Fragmento citado |

--------

Luego sostiene que existen salarios que se ahorran, y se agregan a los beneficios para conformar el ahorro privado, S. Además, agrega el ahorro público: impuestos (T) – gasto público (G); y el sector externo, exportaciones (X) – importaciones (M). En términos de los cursos habituales de macro, se trata del tradicional modelo se saldos sectoriales: (S – I) + (T – G) = (X – M) (*)
Se trata de la presentación habitual de la identidad de la renta nacional en términos de saldos sectoriales (véase, por ejemplo, Dornbusch, 1993, cap. 2). La diferencia que contiene el modelo de Fullwiler es que todas las ganancias van al ahorro (en las presentaciones de manual de macro usual las ganancias –por caso, dividendos- que reciben los hogares se dividen en ahorro y consumo). Obsérvese también que el sector externo está representado por la balanza comercial. Si se incorporan las transferencias internacionales netas, R, habrá que sumarlas tanto del lado del ingreso, como del sector externo. Así, el S sería Y + R – T – C; y el sector externo, la cuenta corriente, (X + R – M). De manera que los saldos sectoriales quedarían (S – I) + (T – G) = (X + R – M) (véase Dornbusch, citado). Lo importante sobre esta última cuestión es que el saldo de cuenta corriente nos estaría indicando la tasa a la cual están variando los activos exteriores netos. Por ejemplo, la variación del endeudamiento público con el exterior, o de las reservas internacionales. Variaciones que a su vez pueden ser potenciadas por los movimientos de capitales (registrados en la llamada cuenta financiera). Nada de esto, sin embargo, es considerado por Fullwiler. El neto externo está conformado por la balanza comercial.
En cualquier caso, una cuestión central que subraya Roberts es que estas identidades no muestran relaciones de causalidad: “las identidades no revelan la causalidad y la causalidad es lo que importa”. Una afirmación que coincide con lo que plantea Dornbusch, cuando sostiene que no existen argumentos para sostener que uno de los saldos sectoriales, por ejemplo, el de la balanza corriente, esté determinado por los otros dos (véase p. 26). Es que las identidades de saldos, necesariamente, siempre se establecen simultáneamente por la simple determinación de los beneficios, salarios y precios × cantidades.
Sin embargo, Fullwiler sí introduce relaciones de causa y efecto: de (*) obtiene que (S – I) – (X – M) = (G – T). Dado que (G – T) es el déficit público, y suponiendo que el sector externo no varía, afirma que el aumento del déficit público implica el aumento del ahorro neto privado (S – I). Pero si los saldos sectoriales de la macro se establecen simultáneamente, no hay forma de derivar de ellos implicaciones o relaciones causales.

--------

Filas del conjunto de datos sobre dónde aparecen los objetos:

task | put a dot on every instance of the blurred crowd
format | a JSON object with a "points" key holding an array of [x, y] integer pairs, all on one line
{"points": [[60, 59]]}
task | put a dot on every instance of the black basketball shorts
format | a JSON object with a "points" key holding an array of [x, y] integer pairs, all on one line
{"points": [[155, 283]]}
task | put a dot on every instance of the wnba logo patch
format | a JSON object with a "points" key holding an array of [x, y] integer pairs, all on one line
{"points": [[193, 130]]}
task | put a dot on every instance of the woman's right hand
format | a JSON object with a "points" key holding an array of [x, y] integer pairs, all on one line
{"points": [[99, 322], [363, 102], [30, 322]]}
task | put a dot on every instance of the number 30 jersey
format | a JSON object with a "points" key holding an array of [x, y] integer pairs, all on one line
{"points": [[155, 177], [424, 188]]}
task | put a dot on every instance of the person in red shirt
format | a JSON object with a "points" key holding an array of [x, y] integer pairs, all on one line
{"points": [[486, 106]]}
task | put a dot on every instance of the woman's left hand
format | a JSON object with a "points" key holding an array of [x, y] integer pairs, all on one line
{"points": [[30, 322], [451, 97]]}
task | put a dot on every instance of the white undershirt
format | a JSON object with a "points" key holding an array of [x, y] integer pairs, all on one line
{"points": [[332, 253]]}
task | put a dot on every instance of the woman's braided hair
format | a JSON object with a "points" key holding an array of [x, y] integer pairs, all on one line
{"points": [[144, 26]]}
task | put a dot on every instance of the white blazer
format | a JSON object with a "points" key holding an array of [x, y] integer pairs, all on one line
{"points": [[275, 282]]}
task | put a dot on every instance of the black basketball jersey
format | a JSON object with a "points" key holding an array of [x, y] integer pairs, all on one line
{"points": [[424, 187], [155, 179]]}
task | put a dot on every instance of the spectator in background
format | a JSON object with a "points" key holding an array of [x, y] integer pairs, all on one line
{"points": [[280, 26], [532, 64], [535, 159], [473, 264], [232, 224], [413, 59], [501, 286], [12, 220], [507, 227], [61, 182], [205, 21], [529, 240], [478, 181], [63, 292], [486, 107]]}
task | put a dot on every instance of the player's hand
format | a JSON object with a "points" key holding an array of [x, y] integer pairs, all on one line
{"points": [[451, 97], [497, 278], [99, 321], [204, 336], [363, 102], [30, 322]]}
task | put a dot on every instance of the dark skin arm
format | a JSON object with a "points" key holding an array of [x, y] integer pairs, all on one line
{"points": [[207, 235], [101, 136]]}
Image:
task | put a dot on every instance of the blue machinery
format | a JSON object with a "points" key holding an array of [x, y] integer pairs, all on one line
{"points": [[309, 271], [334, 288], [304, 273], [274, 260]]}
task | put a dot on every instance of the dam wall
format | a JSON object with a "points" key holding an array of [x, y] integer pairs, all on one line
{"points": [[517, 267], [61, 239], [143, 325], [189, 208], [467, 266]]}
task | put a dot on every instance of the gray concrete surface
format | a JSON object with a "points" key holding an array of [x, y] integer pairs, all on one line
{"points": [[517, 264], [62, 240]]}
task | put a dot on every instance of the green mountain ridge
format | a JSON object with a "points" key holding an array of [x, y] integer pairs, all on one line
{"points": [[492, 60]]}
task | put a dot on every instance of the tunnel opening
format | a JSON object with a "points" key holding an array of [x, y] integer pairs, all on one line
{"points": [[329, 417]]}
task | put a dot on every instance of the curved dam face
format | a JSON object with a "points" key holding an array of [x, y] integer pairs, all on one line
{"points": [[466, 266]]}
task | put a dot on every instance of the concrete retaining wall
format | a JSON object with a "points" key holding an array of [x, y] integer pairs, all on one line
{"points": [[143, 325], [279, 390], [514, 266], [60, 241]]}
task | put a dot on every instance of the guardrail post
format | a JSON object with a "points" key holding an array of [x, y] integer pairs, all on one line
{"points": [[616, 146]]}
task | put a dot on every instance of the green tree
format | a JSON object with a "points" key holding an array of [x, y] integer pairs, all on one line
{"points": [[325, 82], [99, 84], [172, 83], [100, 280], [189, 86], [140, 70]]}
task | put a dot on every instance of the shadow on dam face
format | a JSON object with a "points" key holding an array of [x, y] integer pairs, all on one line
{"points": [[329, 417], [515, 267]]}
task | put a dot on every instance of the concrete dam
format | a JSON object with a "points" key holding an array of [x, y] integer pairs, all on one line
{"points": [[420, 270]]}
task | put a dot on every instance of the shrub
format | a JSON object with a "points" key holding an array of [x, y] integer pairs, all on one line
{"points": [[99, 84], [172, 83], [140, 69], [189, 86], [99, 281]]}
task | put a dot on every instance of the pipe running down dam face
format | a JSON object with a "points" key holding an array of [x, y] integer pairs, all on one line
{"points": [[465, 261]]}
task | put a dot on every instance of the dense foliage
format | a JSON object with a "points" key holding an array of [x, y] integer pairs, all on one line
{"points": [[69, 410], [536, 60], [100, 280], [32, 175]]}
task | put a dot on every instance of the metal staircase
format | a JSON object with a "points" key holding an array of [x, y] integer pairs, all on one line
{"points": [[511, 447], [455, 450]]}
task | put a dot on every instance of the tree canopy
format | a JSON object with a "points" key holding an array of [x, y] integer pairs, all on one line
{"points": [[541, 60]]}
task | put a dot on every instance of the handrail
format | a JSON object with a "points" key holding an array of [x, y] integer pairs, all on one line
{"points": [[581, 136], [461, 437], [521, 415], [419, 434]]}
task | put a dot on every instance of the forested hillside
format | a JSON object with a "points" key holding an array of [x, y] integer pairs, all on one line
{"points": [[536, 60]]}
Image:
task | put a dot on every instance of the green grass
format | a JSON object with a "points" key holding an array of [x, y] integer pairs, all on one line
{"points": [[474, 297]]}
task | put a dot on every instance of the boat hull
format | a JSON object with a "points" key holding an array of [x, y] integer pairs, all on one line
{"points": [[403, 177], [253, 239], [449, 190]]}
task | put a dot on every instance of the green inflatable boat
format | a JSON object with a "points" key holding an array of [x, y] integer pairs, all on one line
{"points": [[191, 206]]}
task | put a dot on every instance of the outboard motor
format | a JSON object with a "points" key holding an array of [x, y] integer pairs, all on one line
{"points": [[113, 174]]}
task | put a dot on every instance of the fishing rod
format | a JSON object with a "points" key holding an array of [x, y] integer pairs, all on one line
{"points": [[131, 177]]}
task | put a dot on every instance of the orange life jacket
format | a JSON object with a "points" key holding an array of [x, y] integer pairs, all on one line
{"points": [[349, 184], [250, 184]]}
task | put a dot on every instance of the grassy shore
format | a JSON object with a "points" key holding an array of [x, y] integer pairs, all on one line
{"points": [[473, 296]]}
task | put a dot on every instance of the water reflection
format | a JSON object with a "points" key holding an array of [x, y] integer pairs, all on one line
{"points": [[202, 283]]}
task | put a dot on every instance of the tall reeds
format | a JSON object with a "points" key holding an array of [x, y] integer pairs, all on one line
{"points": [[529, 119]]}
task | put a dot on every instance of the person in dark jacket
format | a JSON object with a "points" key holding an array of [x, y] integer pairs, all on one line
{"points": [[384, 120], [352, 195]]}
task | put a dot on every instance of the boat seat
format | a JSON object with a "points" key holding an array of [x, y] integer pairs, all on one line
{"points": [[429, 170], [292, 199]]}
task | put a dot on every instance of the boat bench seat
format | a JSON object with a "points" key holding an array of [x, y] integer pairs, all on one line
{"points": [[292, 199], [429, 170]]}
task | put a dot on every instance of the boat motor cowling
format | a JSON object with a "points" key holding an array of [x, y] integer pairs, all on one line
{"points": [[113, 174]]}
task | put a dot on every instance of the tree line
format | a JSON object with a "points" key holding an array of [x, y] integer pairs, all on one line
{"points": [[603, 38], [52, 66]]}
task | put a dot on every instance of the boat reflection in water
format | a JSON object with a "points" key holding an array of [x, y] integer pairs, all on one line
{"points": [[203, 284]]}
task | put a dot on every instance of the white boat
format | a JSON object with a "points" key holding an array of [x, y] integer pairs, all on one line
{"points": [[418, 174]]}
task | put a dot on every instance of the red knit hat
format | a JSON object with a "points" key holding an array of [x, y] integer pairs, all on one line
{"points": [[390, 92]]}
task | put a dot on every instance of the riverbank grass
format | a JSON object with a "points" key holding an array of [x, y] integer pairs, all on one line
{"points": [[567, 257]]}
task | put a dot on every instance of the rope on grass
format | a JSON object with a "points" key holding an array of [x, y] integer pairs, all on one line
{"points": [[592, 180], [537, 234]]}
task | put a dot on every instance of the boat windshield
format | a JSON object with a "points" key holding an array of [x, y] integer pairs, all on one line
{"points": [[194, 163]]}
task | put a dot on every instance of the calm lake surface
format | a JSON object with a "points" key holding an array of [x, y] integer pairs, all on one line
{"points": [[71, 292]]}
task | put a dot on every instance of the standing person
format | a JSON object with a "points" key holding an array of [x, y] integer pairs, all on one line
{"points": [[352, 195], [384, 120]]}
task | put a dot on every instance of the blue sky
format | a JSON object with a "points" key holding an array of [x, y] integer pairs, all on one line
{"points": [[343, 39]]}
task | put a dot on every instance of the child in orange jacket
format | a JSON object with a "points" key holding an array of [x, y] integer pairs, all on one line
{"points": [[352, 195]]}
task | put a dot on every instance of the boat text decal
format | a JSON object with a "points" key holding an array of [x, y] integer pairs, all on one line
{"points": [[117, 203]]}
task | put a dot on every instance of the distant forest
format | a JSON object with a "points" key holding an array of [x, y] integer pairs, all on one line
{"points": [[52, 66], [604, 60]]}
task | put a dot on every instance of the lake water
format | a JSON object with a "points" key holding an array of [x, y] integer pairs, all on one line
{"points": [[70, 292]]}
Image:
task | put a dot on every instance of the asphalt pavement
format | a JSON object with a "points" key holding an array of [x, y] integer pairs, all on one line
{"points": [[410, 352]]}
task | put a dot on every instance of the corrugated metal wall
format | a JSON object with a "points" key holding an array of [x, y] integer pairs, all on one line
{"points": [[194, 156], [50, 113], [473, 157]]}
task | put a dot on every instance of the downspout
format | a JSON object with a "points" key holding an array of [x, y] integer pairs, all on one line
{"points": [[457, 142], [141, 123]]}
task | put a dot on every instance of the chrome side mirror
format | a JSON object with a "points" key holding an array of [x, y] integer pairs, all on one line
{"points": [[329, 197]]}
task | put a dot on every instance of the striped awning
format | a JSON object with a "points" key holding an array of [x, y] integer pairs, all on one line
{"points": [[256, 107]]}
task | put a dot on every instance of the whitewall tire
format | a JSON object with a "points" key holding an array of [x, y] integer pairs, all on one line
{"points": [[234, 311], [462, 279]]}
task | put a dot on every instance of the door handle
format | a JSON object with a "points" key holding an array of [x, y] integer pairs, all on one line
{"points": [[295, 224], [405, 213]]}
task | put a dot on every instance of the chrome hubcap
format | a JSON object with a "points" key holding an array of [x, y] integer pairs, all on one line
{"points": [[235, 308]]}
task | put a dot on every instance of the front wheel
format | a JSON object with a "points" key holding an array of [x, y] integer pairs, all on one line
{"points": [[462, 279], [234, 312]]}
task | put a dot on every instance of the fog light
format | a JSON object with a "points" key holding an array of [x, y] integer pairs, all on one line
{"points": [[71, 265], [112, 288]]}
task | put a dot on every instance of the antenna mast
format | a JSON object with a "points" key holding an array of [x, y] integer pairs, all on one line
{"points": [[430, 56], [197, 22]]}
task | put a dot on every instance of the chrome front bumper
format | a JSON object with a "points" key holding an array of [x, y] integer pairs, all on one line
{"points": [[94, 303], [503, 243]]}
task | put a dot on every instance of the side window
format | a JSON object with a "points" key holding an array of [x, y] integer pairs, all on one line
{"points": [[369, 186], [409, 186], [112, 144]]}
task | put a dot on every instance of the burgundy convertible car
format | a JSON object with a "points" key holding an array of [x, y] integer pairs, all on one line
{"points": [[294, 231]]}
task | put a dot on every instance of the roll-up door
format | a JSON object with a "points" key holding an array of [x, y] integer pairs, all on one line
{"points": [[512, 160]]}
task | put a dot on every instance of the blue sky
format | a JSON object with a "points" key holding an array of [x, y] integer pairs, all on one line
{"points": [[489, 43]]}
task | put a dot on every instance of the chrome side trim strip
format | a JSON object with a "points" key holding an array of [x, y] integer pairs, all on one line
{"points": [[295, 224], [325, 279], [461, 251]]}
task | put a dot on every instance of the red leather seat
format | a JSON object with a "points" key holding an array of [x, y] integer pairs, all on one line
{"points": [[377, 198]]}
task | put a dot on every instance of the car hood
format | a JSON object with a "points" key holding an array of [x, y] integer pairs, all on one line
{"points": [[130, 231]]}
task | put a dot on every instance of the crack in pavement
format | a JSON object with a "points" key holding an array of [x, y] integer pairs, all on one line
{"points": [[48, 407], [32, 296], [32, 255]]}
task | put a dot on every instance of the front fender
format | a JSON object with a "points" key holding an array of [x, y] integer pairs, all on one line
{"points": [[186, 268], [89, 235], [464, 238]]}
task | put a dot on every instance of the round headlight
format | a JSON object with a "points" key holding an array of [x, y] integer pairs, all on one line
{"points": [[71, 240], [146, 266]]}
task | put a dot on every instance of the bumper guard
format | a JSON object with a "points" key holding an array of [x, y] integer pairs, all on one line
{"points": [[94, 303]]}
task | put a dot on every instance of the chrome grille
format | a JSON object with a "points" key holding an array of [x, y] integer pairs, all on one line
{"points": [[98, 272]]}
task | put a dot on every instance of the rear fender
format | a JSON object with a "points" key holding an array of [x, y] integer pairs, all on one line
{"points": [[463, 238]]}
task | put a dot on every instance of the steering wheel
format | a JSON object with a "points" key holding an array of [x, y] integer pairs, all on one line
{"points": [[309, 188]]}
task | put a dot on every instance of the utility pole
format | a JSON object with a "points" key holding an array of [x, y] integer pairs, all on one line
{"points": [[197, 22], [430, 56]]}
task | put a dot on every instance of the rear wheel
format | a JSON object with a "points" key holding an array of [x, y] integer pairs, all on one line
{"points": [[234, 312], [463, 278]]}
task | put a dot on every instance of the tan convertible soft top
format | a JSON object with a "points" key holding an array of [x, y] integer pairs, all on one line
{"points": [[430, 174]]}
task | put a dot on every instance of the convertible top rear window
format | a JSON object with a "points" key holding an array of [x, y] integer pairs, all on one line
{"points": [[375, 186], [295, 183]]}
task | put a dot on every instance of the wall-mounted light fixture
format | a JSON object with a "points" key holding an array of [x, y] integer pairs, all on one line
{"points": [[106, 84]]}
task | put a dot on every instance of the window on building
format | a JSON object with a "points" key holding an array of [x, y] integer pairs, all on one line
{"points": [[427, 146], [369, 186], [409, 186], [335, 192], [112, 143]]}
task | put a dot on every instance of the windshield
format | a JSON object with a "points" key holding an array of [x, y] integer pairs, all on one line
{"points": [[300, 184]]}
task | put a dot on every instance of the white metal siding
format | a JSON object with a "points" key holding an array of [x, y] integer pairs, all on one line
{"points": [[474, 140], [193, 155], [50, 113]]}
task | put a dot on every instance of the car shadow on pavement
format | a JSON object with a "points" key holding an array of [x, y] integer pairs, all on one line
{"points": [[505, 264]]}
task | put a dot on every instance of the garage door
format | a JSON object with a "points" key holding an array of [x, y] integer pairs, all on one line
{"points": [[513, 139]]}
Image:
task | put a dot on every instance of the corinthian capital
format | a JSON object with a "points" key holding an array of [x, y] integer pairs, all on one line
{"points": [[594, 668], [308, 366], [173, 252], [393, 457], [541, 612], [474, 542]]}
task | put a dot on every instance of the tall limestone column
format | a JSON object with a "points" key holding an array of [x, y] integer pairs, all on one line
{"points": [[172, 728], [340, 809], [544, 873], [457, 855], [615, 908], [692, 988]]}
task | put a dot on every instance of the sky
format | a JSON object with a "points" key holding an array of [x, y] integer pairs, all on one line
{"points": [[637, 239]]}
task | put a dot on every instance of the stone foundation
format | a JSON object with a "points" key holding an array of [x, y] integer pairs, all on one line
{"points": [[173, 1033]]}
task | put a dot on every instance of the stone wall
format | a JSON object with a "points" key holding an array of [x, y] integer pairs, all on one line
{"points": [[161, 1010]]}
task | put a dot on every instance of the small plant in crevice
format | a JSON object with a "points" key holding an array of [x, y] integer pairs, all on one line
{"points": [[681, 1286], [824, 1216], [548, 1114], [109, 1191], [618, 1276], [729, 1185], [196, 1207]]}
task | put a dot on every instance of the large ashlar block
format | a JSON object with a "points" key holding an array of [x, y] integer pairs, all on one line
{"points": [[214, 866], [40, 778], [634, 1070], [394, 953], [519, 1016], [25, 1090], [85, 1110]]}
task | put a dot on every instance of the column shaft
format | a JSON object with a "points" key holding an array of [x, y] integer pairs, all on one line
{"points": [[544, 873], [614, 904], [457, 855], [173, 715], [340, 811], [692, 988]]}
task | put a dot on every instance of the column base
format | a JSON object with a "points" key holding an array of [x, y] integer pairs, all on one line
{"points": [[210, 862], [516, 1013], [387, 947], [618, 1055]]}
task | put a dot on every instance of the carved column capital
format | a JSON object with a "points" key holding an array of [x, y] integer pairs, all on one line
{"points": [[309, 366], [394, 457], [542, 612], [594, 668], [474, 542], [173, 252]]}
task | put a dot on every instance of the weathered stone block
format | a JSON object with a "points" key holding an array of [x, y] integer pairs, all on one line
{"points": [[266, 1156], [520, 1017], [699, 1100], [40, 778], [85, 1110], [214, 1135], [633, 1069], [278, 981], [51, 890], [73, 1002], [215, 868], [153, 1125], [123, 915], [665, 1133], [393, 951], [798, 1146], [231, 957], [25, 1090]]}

--------

Enumera las letras cuyo significado se indica expresamente en el fragmento sobre saldos sectoriales, junto con lo que representa cada una.

Respuesta final |
- S: ahorro privado
- T: impuestos
- G: gasto público
- X: exportaciones
- M: importaciones
- R: transferencias internacionales netas